*Task prompt*. Up to and including the line with "point(344, 406)", output the records exactly as they appear.

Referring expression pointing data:
+---+

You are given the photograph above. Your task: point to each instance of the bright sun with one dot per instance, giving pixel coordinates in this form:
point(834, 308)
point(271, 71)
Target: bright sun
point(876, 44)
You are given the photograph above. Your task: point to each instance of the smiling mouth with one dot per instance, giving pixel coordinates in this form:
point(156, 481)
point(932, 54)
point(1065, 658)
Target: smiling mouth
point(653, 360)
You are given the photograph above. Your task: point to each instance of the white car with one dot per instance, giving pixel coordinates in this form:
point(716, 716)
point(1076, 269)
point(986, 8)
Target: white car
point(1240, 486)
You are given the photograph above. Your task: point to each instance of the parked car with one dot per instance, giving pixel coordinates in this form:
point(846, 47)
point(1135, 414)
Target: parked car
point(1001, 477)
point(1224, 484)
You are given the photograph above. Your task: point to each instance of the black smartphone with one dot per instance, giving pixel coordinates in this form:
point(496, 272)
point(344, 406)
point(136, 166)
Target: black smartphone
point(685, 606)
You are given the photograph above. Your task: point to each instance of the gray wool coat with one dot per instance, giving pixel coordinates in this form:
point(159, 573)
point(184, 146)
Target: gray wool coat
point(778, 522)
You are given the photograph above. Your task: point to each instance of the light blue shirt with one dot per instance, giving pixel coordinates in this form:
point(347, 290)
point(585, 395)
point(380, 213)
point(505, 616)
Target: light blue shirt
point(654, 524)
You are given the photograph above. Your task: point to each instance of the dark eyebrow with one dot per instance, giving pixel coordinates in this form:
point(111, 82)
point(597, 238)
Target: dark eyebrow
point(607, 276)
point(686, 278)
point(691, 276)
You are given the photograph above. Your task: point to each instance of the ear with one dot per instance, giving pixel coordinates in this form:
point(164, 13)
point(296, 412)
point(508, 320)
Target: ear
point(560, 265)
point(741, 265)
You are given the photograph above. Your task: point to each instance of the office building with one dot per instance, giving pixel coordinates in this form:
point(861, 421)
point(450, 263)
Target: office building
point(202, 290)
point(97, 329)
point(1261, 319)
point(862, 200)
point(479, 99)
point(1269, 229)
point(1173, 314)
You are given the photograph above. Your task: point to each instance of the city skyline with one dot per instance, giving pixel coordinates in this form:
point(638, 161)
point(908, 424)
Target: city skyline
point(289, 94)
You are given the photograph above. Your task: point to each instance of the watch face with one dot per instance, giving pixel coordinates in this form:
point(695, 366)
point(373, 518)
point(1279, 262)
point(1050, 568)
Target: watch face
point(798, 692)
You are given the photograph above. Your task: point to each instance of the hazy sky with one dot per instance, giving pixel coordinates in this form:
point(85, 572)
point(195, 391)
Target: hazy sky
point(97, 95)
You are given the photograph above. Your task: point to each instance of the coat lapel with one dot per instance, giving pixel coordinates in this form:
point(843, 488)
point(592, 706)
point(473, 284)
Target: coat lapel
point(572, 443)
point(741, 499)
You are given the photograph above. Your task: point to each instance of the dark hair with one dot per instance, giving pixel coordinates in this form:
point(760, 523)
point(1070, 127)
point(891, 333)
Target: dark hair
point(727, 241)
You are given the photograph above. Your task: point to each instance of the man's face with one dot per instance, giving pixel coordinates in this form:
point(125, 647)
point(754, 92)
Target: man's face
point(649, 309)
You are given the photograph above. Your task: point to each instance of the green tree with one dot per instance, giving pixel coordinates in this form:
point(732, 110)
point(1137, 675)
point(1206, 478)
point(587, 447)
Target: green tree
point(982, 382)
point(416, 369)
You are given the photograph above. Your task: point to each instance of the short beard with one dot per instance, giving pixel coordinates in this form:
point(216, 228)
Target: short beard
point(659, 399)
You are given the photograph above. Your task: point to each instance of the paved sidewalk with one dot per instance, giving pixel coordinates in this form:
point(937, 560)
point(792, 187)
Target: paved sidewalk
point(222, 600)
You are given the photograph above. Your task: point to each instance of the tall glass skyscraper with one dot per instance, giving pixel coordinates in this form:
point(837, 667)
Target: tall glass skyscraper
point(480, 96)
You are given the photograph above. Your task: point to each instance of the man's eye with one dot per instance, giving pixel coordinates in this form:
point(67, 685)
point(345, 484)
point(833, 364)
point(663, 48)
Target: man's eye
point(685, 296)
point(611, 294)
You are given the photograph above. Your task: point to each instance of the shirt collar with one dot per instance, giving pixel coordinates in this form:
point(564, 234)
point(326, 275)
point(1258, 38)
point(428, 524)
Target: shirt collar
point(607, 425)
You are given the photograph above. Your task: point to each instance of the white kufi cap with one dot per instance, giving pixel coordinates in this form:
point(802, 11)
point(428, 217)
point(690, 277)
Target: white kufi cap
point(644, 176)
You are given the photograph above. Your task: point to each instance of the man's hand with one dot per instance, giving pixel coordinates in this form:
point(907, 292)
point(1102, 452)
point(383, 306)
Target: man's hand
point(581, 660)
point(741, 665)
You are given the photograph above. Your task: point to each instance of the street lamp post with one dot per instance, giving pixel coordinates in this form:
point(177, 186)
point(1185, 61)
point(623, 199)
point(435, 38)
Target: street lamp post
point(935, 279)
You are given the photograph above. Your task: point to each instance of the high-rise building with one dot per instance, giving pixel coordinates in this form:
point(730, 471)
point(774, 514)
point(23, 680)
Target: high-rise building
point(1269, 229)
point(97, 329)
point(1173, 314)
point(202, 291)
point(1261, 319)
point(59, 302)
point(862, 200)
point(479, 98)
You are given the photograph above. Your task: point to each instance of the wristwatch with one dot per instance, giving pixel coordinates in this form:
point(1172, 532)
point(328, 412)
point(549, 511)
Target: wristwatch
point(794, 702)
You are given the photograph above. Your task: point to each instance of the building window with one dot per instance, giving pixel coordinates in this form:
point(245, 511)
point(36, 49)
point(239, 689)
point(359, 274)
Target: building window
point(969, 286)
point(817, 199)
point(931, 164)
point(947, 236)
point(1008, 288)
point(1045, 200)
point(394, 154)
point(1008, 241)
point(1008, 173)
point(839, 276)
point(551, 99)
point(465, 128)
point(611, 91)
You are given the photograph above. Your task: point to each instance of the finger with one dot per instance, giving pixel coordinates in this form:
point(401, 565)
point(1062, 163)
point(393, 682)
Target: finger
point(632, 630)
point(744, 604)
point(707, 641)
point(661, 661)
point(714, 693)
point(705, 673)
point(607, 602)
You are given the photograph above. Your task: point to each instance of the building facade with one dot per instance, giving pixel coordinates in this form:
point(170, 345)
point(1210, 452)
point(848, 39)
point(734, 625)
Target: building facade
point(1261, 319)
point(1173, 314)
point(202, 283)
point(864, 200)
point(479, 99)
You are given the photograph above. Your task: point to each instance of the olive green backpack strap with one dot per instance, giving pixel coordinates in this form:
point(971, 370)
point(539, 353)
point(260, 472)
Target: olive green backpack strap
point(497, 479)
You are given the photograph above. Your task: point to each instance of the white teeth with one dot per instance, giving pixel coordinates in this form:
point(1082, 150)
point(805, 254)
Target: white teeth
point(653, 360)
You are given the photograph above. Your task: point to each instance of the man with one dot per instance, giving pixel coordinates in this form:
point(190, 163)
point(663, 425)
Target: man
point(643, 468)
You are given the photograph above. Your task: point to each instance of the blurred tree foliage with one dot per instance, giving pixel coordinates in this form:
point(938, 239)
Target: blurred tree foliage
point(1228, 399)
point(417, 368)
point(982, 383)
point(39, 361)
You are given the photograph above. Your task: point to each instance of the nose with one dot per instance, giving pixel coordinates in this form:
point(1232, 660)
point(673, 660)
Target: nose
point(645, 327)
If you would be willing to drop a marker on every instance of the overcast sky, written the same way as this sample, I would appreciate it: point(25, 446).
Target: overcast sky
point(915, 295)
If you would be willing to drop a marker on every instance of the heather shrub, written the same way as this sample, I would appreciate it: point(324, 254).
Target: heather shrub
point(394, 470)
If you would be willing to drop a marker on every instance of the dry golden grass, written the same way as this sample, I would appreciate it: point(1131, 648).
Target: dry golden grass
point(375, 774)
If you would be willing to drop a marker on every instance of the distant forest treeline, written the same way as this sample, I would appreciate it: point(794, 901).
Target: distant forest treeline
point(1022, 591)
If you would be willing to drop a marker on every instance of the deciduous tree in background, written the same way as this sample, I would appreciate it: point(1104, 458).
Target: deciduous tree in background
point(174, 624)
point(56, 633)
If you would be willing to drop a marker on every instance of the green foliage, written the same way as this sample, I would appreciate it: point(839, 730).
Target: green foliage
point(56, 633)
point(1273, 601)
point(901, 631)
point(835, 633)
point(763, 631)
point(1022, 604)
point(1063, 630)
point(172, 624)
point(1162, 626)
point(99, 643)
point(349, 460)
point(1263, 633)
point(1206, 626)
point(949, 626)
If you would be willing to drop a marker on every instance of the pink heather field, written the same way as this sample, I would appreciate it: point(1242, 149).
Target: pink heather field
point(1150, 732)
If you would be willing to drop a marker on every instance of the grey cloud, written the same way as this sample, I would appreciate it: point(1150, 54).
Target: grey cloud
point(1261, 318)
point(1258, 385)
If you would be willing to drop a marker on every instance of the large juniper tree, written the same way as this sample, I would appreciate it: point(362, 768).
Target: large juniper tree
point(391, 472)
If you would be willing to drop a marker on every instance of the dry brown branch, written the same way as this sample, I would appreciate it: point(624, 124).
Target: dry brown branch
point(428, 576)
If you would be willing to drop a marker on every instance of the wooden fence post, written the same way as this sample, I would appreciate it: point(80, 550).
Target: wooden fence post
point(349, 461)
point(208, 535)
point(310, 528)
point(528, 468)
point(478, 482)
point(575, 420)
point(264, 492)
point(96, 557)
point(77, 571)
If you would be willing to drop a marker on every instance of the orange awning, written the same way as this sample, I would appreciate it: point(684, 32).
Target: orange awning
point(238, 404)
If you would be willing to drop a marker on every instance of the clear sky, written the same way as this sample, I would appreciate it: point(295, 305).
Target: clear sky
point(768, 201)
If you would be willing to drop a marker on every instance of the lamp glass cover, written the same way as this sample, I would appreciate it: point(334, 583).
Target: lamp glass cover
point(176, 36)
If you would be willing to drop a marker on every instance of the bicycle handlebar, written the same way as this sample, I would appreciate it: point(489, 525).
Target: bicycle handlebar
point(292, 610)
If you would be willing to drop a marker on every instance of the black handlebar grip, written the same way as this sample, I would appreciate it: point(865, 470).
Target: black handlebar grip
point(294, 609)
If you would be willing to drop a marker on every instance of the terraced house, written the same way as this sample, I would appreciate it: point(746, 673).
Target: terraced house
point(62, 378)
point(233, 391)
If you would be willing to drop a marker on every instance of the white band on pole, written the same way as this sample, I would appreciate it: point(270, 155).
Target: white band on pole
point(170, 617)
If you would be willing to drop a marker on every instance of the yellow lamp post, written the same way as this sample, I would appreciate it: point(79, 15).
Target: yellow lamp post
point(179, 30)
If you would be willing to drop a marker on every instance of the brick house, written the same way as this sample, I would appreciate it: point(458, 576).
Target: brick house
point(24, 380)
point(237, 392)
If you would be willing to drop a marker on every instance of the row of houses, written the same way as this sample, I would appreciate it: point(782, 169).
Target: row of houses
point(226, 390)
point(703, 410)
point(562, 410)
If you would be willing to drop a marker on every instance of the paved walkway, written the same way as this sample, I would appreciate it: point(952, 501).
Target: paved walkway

+---+

*Result*.
You are given the photograph above. Your task: point to each instance of the bright sun with one dot per instance, giving pixel coordinates in this form:
point(834, 308)
point(271, 71)
Target: bright sun
point(876, 44)
You are given the photograph above. Your task: point to each instance of the smiling mouth with one dot per instance, giving pixel coordinates in this form:
point(156, 481)
point(932, 54)
point(1065, 658)
Target: smiling mouth
point(653, 360)
You are given the photograph above. Your task: point to each instance of the white car with one dot per instance, giving pixel coordinates in this form:
point(716, 716)
point(1076, 269)
point(986, 8)
Target: white car
point(1240, 486)
You are given the photograph above. Your task: point to each instance of the parked car with one dot per instance, giving pixel coordinates in this form:
point(846, 47)
point(1135, 414)
Target: parked car
point(1001, 477)
point(1224, 484)
You are given the photograph above. Your task: point to each instance of the black smartphone with one dot per instance, giving pixel coordinates in this form:
point(496, 272)
point(344, 406)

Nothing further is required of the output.